WHAT YOU SHOULD DO — When you reach the records, transcribe all of them exactly.

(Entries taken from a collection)
<<<<

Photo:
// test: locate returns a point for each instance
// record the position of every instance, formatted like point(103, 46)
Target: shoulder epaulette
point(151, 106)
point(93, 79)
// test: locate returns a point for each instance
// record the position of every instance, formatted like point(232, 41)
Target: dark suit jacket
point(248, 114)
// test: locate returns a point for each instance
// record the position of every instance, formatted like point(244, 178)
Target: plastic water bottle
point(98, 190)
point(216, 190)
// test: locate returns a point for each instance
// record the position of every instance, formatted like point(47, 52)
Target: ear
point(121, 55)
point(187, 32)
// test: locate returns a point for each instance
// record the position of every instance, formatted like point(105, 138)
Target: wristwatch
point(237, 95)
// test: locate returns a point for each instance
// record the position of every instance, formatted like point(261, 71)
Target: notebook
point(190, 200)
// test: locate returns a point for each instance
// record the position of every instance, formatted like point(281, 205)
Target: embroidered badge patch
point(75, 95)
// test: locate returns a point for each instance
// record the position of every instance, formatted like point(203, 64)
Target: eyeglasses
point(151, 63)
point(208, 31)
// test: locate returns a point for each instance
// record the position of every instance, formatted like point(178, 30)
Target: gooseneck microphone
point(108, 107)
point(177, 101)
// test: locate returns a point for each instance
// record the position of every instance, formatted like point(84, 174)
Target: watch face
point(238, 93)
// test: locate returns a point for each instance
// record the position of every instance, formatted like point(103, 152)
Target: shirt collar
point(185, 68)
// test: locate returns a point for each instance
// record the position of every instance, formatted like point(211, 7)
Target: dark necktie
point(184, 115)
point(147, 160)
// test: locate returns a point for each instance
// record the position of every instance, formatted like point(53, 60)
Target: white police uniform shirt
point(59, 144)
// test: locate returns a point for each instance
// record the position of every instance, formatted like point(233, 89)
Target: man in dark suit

>>>>

SOLUTION BELOW —
Photo:
// test: locate returns a point for each instance
// record the position of every instance, formatted like point(103, 46)
Target: shoulder epaulette
point(151, 106)
point(93, 79)
// test: locate returns a point for each instance
// record the position of every instance, formatted like point(232, 41)
Target: dark suit jacket
point(248, 114)
// test: locate returns a point for each instance
// record the position of every instance, formatted like point(244, 178)
Target: plastic water bottle
point(98, 190)
point(216, 190)
// test: locate returns a point for each instance
// record the position of every instance, formatted like point(47, 52)
Target: ear
point(121, 55)
point(187, 32)
// test: locate returns a point for each instance
// record the position of every instance, formatted like point(105, 138)
Target: wristwatch
point(237, 95)
// test: locate returns a point for each instance
// record the position of every instance, formatted like point(261, 71)
Target: notebook
point(190, 200)
// test: locate returns a point for each instance
// record the position of every instance, formatted like point(281, 205)
Target: embroidered badge patch
point(75, 95)
// test: locate returns a point for each instance
// record the position of every instance, formatted like point(203, 64)
Target: eyeglasses
point(151, 63)
point(208, 31)
// test: locate returns a point for each instance
// record the position of every instance, formatted like point(178, 30)
Target: gooseneck microphone
point(108, 107)
point(177, 101)
// test: locate returns a point for each instance
// record the position of every instance, formatted like point(84, 174)
Target: watch face
point(238, 93)
// test: locate returns a point for each instance
// record the position of every instance, formatted like point(103, 152)
Target: shirt collar
point(185, 68)
// test: locate returns a point for each instance
// record the position of every instance, formatted like point(211, 7)
Target: dark necktie
point(184, 115)
point(147, 160)
// test: locate returns a point for each instance
// record the position of every instance, formatted like point(53, 60)
Target: white police uniform shirt
point(59, 144)
// test: locate returns a point for each instance
// record the position of every instance, formatted like point(233, 89)
Target: man in dark suit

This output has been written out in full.